Okunacak Bölüm:
**********

Koruma bölge kurulunca bir alanın “sit” olarak ilan
edilmesi, imar planı uygulamalarının durması yanında, mevcut imar planının
yürürlükten kalkması ve yeni plan yapılması, eski plan doğrultusunda verilen
inşaat ruhsatlarının gözden geçirilmesi, geçiş dönemi koruma esasları ve
kullanma koşullarının belirlenmesi, koruma amaçlı imar planı yapılması gibi
birtakım zorunluluklar yanında; yapılaşmanın yasaklanması veya kısıtlanması,
izinsiz fiziki ve inşaî müdahalelerin yasaklanması, yapıların kullanım amacının
değiştirilmesinin yasaklanması gibi birtakım mülkiyet hakkını kısıtlayıcı
sonuçlar doğurmaktadır.
Kanun koyucu, kamusal yarar ile bireysel yarar arasındaki makul
dengeyi sağlamak amacıyla kültür ve tabiat varlığı niteliğindeki veya bunların
koruma alanlarındaki kullanma ve yararlanma hakları kısıtlanmış taşınmazların
idarece kamulaştırılmasını veya şartları oluşmuşsa Hazine arazileriyle takas
edilmesini öngörmüş ve maliklere bazı yardımlar ve muafiyetlerden yararlanma
hakkı tanımıştır.
Kuralın itiraza konu kısmında, takas imkânından yararlanılabilmesi
için, kültür ve tabiat varlığının bulunduğu parselin yer aldığı ada içerisindeki
tüm parsel maliklerince birlikte başvuruda bulunulması ve kuralın devamında da
takasa konu parsel karşılığında önerilen Hazineye ait parsellerin, maliklerin
tamamı tarafından kabul edilmesi koşulu öngörülmektedir.

**********

Alıştırma Kayıtları:
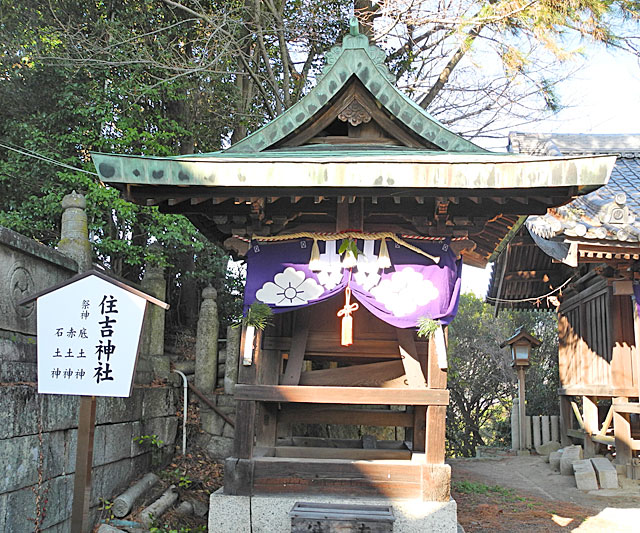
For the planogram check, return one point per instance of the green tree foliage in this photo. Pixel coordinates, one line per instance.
(481, 381)
(78, 77)
(166, 77)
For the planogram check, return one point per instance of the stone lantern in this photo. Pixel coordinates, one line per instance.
(521, 343)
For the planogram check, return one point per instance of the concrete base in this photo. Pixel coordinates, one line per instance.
(270, 514)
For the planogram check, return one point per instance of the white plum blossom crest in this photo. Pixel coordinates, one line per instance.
(405, 291)
(288, 288)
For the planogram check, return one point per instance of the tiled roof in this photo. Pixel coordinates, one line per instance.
(611, 213)
(574, 144)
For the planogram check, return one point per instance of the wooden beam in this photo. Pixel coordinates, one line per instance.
(390, 478)
(354, 454)
(590, 415)
(599, 390)
(410, 359)
(622, 433)
(341, 395)
(313, 414)
(626, 408)
(368, 375)
(436, 415)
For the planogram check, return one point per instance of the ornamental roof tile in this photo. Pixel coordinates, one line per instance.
(611, 213)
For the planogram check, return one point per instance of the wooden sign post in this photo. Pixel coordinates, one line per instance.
(88, 337)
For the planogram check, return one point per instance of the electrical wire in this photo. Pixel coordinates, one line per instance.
(534, 298)
(35, 155)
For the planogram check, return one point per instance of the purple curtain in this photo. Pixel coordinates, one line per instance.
(414, 286)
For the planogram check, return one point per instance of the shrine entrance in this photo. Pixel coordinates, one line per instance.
(354, 165)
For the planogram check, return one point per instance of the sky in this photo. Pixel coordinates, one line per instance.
(603, 97)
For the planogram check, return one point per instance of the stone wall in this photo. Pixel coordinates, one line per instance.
(38, 432)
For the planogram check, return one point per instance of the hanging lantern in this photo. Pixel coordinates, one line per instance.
(314, 262)
(347, 319)
(349, 260)
(384, 261)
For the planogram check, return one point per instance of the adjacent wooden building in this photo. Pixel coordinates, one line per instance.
(586, 257)
(354, 154)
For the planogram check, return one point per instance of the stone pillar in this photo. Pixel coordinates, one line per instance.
(207, 343)
(546, 434)
(231, 362)
(537, 441)
(554, 428)
(515, 425)
(152, 350)
(74, 237)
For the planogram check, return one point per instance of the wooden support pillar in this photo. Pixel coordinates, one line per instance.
(590, 418)
(622, 434)
(293, 370)
(238, 475)
(436, 414)
(522, 409)
(566, 416)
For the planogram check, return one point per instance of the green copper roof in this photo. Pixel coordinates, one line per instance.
(356, 57)
(368, 169)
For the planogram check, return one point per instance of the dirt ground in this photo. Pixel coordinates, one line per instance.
(523, 494)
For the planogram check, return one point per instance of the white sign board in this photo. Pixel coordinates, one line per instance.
(88, 336)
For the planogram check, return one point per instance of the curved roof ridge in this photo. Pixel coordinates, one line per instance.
(356, 57)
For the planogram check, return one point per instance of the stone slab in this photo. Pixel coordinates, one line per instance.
(585, 475)
(605, 472)
(569, 455)
(554, 460)
(231, 514)
(548, 447)
(270, 513)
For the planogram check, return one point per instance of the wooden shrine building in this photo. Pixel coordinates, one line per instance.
(354, 161)
(586, 257)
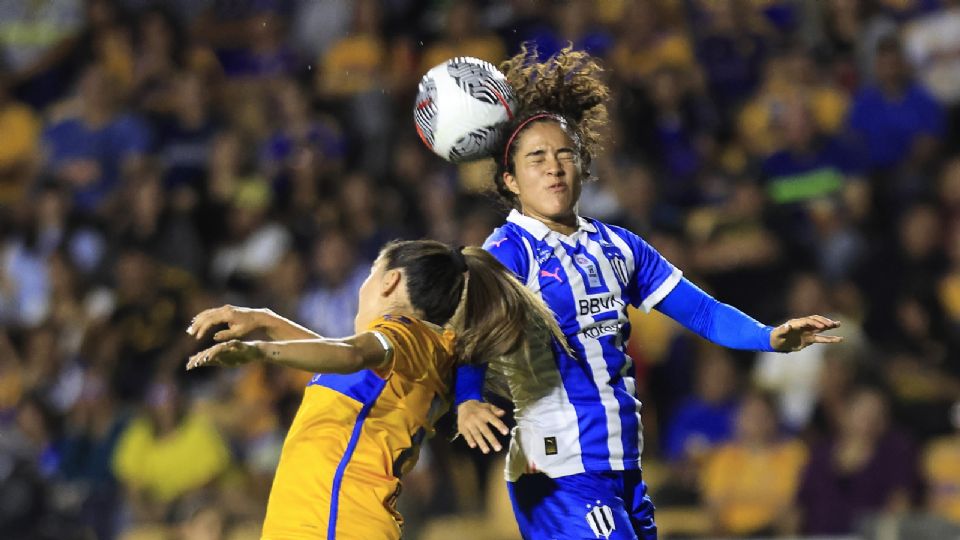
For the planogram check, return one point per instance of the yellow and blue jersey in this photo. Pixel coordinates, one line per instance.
(355, 435)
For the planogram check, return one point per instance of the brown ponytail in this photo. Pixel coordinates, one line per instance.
(470, 291)
(496, 311)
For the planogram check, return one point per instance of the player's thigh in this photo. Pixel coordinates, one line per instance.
(585, 505)
(639, 505)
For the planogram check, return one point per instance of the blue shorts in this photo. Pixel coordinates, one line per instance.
(611, 505)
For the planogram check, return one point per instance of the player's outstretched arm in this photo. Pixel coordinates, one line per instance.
(797, 334)
(475, 420)
(242, 321)
(728, 326)
(348, 355)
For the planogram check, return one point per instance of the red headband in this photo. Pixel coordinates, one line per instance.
(506, 151)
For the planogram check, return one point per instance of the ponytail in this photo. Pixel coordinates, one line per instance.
(469, 290)
(496, 311)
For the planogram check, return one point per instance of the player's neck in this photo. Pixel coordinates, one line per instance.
(565, 225)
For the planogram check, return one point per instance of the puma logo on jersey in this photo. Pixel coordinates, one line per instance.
(600, 518)
(555, 275)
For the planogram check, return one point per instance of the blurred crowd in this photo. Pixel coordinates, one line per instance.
(158, 158)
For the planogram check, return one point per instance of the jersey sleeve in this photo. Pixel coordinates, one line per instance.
(510, 251)
(409, 345)
(654, 277)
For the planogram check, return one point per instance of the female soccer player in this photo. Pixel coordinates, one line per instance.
(573, 467)
(378, 393)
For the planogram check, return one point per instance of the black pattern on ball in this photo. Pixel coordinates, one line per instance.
(474, 78)
(425, 110)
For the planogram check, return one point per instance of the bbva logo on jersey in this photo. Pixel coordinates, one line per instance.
(600, 519)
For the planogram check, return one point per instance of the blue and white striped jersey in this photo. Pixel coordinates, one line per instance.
(579, 414)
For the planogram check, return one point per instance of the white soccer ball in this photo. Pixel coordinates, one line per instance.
(461, 105)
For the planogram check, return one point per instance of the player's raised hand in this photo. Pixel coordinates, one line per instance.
(240, 321)
(474, 419)
(797, 334)
(229, 354)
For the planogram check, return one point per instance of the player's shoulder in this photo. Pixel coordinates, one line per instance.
(609, 232)
(402, 327)
(504, 237)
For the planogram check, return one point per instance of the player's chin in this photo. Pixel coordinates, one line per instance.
(558, 204)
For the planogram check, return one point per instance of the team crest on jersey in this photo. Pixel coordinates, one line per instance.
(617, 261)
(600, 518)
(589, 269)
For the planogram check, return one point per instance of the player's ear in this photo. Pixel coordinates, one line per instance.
(390, 282)
(510, 181)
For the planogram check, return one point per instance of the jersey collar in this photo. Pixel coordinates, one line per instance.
(539, 230)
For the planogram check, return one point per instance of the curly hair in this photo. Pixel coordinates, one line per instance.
(567, 85)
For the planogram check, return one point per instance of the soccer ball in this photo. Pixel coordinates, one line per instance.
(461, 105)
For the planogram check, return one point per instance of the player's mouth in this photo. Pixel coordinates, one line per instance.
(558, 187)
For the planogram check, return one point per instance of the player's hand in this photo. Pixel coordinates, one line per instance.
(229, 354)
(240, 322)
(797, 334)
(474, 419)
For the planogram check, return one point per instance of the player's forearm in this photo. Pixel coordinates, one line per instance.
(318, 355)
(279, 328)
(468, 382)
(720, 323)
(322, 355)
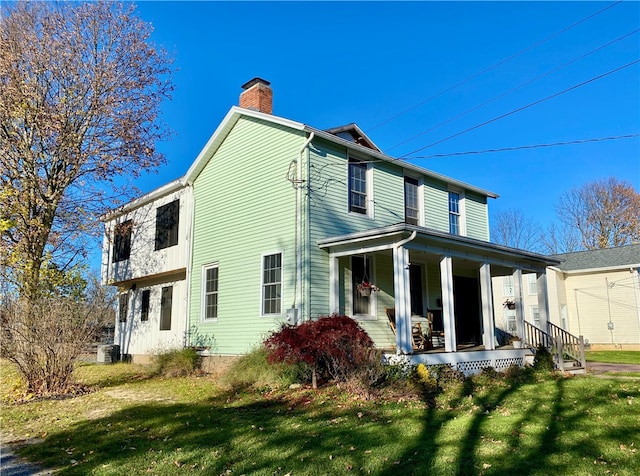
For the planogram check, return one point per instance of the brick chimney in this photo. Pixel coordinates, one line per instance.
(257, 95)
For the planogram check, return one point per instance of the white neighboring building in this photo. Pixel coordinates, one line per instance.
(145, 254)
(595, 294)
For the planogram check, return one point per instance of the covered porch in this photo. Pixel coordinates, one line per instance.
(430, 292)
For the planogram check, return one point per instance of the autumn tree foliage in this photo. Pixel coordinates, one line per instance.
(333, 346)
(80, 91)
(605, 213)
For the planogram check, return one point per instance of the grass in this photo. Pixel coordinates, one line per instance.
(614, 356)
(137, 424)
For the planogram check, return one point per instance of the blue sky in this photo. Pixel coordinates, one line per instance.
(333, 63)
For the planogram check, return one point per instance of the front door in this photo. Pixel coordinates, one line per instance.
(466, 293)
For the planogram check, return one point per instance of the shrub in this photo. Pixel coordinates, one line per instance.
(252, 371)
(333, 347)
(543, 360)
(178, 362)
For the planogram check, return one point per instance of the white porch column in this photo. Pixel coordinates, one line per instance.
(543, 299)
(487, 307)
(448, 313)
(517, 291)
(403, 299)
(334, 285)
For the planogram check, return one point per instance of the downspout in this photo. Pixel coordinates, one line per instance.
(403, 319)
(299, 292)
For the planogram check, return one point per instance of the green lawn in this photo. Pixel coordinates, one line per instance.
(614, 356)
(135, 424)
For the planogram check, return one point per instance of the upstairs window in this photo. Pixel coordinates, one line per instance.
(454, 213)
(123, 307)
(122, 241)
(357, 187)
(411, 203)
(167, 219)
(144, 308)
(272, 284)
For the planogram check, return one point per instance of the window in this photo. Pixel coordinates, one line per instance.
(272, 284)
(210, 295)
(144, 309)
(122, 241)
(357, 187)
(508, 288)
(411, 203)
(512, 326)
(167, 218)
(535, 317)
(123, 307)
(165, 308)
(454, 213)
(360, 271)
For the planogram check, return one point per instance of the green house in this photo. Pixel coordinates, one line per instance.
(279, 222)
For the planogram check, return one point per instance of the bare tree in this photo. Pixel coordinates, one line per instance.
(560, 239)
(44, 337)
(605, 213)
(80, 91)
(512, 228)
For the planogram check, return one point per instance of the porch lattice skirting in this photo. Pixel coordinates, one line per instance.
(468, 362)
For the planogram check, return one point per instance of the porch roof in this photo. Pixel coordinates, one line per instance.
(434, 242)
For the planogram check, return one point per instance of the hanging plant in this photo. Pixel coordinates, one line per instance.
(365, 288)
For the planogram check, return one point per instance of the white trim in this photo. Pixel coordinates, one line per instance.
(203, 292)
(282, 310)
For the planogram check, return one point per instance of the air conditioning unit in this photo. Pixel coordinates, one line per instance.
(104, 354)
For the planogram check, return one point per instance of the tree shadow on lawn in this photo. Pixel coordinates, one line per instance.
(546, 435)
(268, 436)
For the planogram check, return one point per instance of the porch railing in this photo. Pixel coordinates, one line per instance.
(559, 342)
(567, 345)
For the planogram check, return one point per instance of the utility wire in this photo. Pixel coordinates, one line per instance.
(513, 89)
(494, 66)
(523, 107)
(536, 146)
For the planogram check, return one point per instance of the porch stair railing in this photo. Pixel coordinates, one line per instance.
(567, 349)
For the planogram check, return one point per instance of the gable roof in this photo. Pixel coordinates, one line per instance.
(363, 145)
(607, 258)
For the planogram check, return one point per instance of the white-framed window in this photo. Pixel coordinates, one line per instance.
(363, 305)
(510, 319)
(532, 283)
(508, 287)
(412, 208)
(454, 213)
(535, 316)
(272, 284)
(123, 306)
(210, 275)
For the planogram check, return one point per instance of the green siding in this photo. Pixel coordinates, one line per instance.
(244, 208)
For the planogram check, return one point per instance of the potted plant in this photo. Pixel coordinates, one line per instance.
(365, 288)
(516, 342)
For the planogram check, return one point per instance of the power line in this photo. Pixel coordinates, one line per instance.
(524, 107)
(513, 89)
(536, 146)
(486, 70)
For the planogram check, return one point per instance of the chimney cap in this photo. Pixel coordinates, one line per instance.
(254, 81)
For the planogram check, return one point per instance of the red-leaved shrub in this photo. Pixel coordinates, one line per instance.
(333, 346)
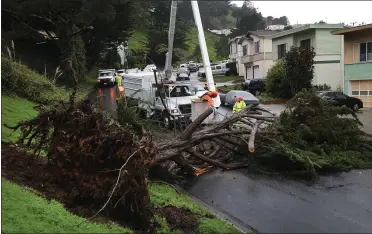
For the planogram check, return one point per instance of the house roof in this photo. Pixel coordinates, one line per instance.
(261, 33)
(236, 39)
(353, 29)
(306, 27)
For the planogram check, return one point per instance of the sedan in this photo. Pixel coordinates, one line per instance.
(341, 99)
(229, 97)
(183, 77)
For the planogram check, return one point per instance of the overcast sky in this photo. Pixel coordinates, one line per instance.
(303, 12)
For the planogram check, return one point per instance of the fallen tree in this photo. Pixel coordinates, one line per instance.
(104, 165)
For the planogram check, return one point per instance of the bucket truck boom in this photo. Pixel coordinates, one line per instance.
(204, 51)
(172, 26)
(202, 44)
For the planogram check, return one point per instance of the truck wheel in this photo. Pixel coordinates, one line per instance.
(167, 122)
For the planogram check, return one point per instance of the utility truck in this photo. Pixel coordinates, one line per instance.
(177, 97)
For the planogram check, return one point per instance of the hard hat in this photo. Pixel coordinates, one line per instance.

**********

Problem Tanımı 1:
Koruma alanlarındaki mülkiyet kısıtlamalarını ele alan metinden "Kanun koyucu, kamusal" ile "hakkı tanımıştır." arasındaki kısmı, bu ifadeler de dâhil olmak üzere yazdırın.
Problem Tanımı 2:
Kayıtlar arasında "crest" dizesini içeren her satırı döndürün. Büyük ve küçük harf ayrımı dikkate alınmalıdır.

Alıştırma Yanıtı 1:
Kanun koyucu, kamusal yarar ile bireysel yarar arasındaki makul
dengeyi sağlamak amacıyla kültür ve tabiat varlığı niteliğindeki veya bunların
koruma alanlarındaki kullanma ve yararlanma hakları kısıtlanmış taşınmazların
idarece kamulaştırılmasını veya şartları oluşmuşsa Hazine arazileriyle takas
edilmesini öngörmüş ve maliklere bazı yardımlar ve muafiyetlerden yararlanma
hakkı tanımıştır.

Alıştırma Yanıtı 2:
For the planogram check, return one point per instance of the white plum blossom crest in this photo. Pixel coordinates, one line per instance.
For the planogram check, return one point per instance of the team crest on jersey in this photo. Pixel coordinates, one line per instance.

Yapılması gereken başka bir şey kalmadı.